Rewrite everything from the line containing "Tag each instance of the fingernail" down to the end of the data, with "one dot" replaced by "a single dot" and all else unchanged.

[begin STORED DATA]

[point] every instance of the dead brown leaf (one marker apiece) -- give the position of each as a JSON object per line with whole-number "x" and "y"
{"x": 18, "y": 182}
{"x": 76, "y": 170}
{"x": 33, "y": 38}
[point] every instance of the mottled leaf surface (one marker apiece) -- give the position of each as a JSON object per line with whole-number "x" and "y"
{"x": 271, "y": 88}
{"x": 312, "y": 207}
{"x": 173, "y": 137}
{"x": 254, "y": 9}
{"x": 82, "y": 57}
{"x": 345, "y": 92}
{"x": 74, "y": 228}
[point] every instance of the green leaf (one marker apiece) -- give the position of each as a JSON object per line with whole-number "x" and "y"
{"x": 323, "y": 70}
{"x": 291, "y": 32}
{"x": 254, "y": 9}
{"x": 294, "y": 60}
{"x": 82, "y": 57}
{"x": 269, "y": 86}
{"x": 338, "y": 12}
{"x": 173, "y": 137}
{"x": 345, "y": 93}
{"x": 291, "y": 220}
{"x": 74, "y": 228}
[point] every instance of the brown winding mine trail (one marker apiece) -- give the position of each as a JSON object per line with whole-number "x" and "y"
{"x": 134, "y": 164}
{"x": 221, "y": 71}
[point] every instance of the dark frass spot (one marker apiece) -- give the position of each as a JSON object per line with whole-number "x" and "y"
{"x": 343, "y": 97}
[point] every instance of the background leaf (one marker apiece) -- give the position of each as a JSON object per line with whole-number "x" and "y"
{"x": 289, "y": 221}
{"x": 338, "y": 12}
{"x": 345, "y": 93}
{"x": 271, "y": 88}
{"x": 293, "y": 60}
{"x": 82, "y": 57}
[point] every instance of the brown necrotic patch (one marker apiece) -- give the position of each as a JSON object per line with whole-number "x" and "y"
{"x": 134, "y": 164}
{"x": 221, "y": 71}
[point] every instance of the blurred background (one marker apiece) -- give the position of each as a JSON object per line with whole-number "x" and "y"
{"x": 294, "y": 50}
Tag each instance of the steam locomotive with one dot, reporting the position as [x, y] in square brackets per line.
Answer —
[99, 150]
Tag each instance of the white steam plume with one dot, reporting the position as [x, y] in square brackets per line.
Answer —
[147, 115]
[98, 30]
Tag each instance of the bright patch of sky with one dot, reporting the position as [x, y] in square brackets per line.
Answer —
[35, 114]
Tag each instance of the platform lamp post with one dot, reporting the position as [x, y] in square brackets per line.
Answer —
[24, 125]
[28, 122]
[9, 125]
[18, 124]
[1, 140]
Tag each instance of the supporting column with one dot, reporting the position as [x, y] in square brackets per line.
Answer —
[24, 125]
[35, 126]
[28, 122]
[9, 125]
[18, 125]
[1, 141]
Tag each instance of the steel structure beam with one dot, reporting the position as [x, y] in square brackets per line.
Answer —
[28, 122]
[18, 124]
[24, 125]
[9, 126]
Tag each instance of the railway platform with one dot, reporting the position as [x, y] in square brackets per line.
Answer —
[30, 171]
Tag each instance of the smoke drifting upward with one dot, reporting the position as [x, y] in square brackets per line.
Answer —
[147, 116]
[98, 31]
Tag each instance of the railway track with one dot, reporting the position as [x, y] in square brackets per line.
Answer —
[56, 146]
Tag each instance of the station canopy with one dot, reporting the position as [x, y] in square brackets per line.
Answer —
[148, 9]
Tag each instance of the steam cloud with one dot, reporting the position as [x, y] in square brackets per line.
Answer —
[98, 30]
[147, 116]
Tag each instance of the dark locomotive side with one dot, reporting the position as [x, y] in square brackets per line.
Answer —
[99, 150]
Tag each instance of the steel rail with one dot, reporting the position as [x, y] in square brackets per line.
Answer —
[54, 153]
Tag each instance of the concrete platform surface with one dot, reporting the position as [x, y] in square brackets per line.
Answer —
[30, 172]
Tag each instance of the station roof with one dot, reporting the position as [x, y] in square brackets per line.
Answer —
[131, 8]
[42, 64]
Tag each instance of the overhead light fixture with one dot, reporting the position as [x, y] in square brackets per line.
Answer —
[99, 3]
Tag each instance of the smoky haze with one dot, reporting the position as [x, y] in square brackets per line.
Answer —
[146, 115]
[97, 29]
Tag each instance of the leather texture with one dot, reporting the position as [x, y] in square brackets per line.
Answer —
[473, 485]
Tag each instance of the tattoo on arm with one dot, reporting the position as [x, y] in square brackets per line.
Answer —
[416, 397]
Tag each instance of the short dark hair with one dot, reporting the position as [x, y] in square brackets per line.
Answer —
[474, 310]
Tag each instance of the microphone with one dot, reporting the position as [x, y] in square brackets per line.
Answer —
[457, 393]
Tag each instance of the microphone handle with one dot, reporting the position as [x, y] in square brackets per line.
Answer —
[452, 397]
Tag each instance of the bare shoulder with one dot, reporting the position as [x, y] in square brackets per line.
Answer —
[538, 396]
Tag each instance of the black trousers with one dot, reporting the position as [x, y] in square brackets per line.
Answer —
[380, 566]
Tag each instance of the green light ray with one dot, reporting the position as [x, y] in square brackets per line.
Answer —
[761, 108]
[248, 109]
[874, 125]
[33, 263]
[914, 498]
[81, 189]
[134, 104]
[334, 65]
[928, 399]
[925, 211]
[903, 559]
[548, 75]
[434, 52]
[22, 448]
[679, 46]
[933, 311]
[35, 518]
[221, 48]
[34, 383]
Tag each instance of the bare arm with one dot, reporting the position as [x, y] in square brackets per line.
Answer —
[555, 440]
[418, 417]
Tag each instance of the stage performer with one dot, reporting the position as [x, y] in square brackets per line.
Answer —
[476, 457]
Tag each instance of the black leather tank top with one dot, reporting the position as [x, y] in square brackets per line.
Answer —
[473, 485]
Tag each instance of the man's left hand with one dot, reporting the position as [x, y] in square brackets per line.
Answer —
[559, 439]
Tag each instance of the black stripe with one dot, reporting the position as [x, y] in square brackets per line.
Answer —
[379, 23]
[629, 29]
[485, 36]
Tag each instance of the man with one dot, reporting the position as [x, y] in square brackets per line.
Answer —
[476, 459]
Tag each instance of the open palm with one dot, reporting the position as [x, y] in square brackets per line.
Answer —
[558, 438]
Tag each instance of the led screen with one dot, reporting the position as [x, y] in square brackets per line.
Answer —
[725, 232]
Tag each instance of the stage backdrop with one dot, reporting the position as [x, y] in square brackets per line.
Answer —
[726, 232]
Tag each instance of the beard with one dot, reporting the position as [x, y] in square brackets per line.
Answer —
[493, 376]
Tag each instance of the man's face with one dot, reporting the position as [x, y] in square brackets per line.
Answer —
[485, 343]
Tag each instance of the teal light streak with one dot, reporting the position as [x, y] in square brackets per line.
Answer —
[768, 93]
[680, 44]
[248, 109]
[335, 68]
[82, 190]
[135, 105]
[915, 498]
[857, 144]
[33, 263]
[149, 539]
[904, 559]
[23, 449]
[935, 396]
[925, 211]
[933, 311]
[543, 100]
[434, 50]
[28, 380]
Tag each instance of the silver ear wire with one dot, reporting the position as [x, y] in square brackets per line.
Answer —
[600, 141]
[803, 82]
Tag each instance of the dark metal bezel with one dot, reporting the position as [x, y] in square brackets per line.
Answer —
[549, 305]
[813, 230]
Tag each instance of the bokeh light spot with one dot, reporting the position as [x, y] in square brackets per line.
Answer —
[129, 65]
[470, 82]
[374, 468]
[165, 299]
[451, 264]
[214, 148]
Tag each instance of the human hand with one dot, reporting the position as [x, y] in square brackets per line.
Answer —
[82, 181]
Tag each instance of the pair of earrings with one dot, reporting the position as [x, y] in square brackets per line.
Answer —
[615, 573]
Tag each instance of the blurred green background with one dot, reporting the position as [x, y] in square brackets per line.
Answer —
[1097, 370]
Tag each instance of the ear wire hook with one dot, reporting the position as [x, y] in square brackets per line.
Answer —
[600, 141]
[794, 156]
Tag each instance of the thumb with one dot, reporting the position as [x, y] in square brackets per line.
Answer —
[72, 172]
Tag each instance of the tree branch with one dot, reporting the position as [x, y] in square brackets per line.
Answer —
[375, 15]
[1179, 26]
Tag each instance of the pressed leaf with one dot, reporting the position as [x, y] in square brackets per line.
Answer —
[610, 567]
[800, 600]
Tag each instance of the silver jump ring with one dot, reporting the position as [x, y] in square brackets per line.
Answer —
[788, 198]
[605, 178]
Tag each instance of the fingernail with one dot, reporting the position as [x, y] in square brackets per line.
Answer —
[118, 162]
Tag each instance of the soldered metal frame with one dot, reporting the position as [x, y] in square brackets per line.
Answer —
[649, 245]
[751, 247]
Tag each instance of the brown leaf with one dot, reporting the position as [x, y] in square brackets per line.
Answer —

[end STORED DATA]

#### WRITTEN RESPONSE:
Tag each instance of the fingernail with a single dot, reporting the position as [x, y] in square brackets per line.
Answer —
[118, 162]
Tag each instance of the soldered metal frame with a single dot, reporting the position as [x, y] in square brackets per line.
Answer —
[649, 245]
[751, 247]
Tag each instance of the brown leaf with a single dot, reporting the position as [x, y] in square brackets per line.
Answer —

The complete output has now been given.